◆ Work instruction:
Line by line, copy the material below exactly.
**********
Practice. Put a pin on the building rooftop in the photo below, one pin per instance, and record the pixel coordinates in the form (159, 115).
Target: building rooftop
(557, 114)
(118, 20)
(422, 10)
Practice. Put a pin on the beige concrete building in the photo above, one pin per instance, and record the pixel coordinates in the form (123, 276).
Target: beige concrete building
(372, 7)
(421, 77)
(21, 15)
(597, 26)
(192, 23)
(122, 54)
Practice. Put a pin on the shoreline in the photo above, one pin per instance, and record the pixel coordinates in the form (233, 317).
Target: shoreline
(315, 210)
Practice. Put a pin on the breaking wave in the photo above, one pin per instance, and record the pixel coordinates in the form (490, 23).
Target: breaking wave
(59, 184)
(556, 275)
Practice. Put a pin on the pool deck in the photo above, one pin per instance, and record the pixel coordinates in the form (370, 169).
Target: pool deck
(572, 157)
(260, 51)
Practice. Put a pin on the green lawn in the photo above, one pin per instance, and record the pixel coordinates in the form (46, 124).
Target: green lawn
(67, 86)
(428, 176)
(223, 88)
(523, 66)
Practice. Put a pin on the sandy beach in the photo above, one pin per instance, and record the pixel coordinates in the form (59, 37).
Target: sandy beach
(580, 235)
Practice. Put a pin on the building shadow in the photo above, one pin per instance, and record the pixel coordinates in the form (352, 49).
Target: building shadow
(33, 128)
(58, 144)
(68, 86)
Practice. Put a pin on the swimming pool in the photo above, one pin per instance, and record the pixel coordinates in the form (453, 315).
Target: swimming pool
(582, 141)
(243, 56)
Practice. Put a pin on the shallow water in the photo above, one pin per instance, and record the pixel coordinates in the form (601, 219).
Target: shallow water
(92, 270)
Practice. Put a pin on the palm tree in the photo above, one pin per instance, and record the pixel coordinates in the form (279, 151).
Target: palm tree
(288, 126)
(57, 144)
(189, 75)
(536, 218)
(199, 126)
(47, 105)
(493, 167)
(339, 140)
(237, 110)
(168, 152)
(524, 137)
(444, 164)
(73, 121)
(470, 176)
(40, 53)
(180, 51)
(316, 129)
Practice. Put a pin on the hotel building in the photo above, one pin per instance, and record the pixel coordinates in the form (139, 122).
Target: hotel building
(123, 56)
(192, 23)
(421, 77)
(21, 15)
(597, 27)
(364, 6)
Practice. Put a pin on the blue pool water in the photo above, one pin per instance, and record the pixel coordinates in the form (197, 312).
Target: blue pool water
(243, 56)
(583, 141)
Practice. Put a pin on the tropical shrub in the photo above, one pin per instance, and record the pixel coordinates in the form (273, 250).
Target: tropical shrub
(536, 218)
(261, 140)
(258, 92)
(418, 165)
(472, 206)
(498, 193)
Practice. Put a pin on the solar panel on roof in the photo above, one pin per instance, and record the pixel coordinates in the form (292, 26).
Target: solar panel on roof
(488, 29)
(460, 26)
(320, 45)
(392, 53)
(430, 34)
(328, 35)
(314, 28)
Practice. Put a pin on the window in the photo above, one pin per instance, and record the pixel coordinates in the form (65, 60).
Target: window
**********
◆ Answer space:
Practice. Put a pin on the building rooftop in the photo below, one pin per instance, and record the pixel coordinates in the form (159, 115).
Target: building rooftop
(557, 114)
(118, 20)
(422, 10)
Practice. Put a pin on the beige concrete building in the photo above, one pin per instance, and record the pixel coordinates in the form (123, 276).
Target: beige concrete building
(372, 7)
(421, 77)
(21, 15)
(597, 26)
(192, 23)
(122, 54)
Practice. Put a pin on the shoreline in the photo above, one pin per instance, and record the pixel coordinates in the form (233, 317).
Target: shoreline
(315, 210)
Practice. Put a pin on the breaking wave in the photo above, one pin per instance, and record the pixel coordinates in the form (490, 23).
Target: breaking wave
(59, 184)
(556, 275)
Practice. Put a pin on the pool deck in the photo above, one pin per instance, and record the pixel coordinates in the form (370, 169).
Target: pool deck
(572, 157)
(260, 51)
Practice. Put a pin on the green lawn in the photo above, one pin per instance, and record the pixel coordinates in the form (46, 124).
Target: green lawn
(67, 86)
(428, 176)
(223, 88)
(523, 66)
Practice. Put a pin on the sandy beach in the photo above, one pin per instance, and record the pixel coordinates in the form (59, 37).
Target: sandy beach
(580, 235)
Practice. Put a pin on the building shadow in the photo above, one pin per instance, and record the pixel coordinates in the form (352, 49).
Target: building shadow
(33, 128)
(58, 144)
(68, 86)
Practice. Put a pin on the swimming pool in the photo above, one pin per instance, and record the pixel coordinates in the form (453, 315).
Target: swimming pool
(582, 141)
(243, 56)
Practice. Put a pin on the shallow water in the photo above, one pin per instance, and record the pixel coordinates in the form (601, 219).
Target: shallow water
(92, 270)
Practice. Put a pin on the palm tree in the photo above, one pin per instance, and record the pixel coordinates in the form (279, 151).
Target: palm tree
(288, 126)
(57, 144)
(189, 75)
(536, 218)
(199, 126)
(47, 105)
(493, 167)
(339, 140)
(237, 110)
(168, 152)
(524, 137)
(444, 164)
(73, 121)
(470, 176)
(40, 53)
(180, 51)
(316, 129)
Practice. Put a pin on the hotel building in the photo above, one pin per instance, and record the pixel coordinates in the form (139, 122).
Target: hotel building
(123, 56)
(192, 23)
(421, 77)
(21, 15)
(597, 27)
(364, 6)
Practice. Put a pin on the blue pool water in the photo above, one pin per instance, and record the pixel coordinates in the form (197, 312).
Target: blue pool water
(243, 56)
(583, 141)
Practice. Put a pin on the tropical shrub in the photo above, one pin per instance, and record the pixel coordinates in the form (273, 250).
Target: tropical shrub
(536, 218)
(261, 140)
(258, 92)
(418, 165)
(472, 206)
(498, 193)
Practice. Put a pin on the solar panel on roof in the photo above, one pin per instance, and record the pixel coordinates in the form (292, 26).
Target: solar panel on roof
(488, 29)
(460, 26)
(320, 45)
(392, 53)
(430, 34)
(328, 35)
(314, 28)
Practice. Put a pin on the window in the photo above, one pin per instance, and record the pixel coordinates in the form (65, 60).
Target: window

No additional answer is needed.